▸ **Passage shown**
▼
Polyroll Will Scratch Your Sonic Itch

Take a dive into Polyroll is our latest preview of the game.


Published: December 29, 2019 12:00 PM /

Previewed By:


Polyroll world 1 screenshot

If you like 2D Sonic the Hedgehog games but wouldn’t mind the super speed being toned down in favor of more platforming, Polyroll will offer you an engaging time.

It’s a sidescrolling platformer with the heart of Sonic the Hedgehog but a substantial Mario structure. It is challenging but never too difficult and is built of varied platforming designs from different series. As a whole, it is its own unique and highly enjoyable experience.

Your character, a roly-poly or pill bug, jumps, spins, and dashes just like Sonic. There are also speed boosts and ramps that send you flying upwards through the air, long falls, high jumps, and spikes.

This isn’t a fully-fledged Sonic experience, though. You do not constantly run and, thus far, I haven’t encountered standard Sonic elements like loops. Polyroll is more contained than that. You spend most of your time carefully jumping between platforms while dodging obstacles. Think Sonic, but blunted.

Polyroll - Marble Palace
Polyroll is essentially Sonic but there are several layers of Mario platforming.

There are also power-ups. One draws a spiked circle around you that makes you invincible to spikes, another places magnets around you that attract gems to you, one has feathers that allow you to fly, and another lets you drop bombs below you. Like the hats you could don in the original Wario Land, these count as an extra hit point if you have one on. You can keep a power-up from one stage to the next, retaining it until you die. Acquiring and using them will help move the experience from super difficult to very doable, so keep an eye out for them and don’t lose them. 

As you play you’ll travel through worlds like “Widget Island” or “Marble Palace.” You’ll navigate to each level from an overworld, like in Super Mario World. New worlds are blocked by gates that require a certain number of special gems to unlock. There are 3 of these on each level, hidden in secret or hard-to-reach areas. Think of the large coins in New Super Mario Bros. You can unlock multiple gates at a time and thus be able to bounce back and forth between multiple stages at a time, not getting stuck on one very difficult one.
▲
▸ **What is expected**
Can you repeat, word for word, the stretch of the Polyroll preview from "Published: December 29, 2019" through "jumps, and spikes."? Rely solely on the Polyroll preview.

▸ **Supplied data**
▼
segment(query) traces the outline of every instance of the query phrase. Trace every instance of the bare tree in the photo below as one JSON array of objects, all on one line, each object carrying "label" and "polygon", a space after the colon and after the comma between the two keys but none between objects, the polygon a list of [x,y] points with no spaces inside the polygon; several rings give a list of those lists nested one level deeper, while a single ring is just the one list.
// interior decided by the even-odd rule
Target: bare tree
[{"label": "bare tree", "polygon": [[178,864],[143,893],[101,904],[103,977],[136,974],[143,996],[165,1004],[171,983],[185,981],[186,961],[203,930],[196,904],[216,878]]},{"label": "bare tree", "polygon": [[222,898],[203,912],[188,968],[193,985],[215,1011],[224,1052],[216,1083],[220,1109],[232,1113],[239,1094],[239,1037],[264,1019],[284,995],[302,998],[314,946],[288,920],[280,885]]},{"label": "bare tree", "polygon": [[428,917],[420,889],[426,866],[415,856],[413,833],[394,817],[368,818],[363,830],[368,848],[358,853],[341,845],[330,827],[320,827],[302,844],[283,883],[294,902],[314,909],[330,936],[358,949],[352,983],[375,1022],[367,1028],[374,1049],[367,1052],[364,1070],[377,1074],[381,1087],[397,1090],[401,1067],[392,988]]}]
▲
▸ **Answer to this problem**
Published: December 29, 2019 12:00 PM /

Previewed By:


Polyroll world 1 screenshot

If you like 2D Sonic the Hedgehog games but wouldn’t mind the super speed being toned down in favor of more platforming, Polyroll will offer you an engaging time.

It’s a sidescrolling platformer with the heart of Sonic the Hedgehog but a substantial Mario structure. It is challenging but never too difficult and is built of varied platforming designs from different series. As a whole, it is its own unique and highly enjoyable experience.

Your character, a roly-poly or pill bug, jumps, spins, and dashes just like Sonic. There are also speed boosts and ramps that send you flying upwards through the air, long falls, high jumps, and spikes.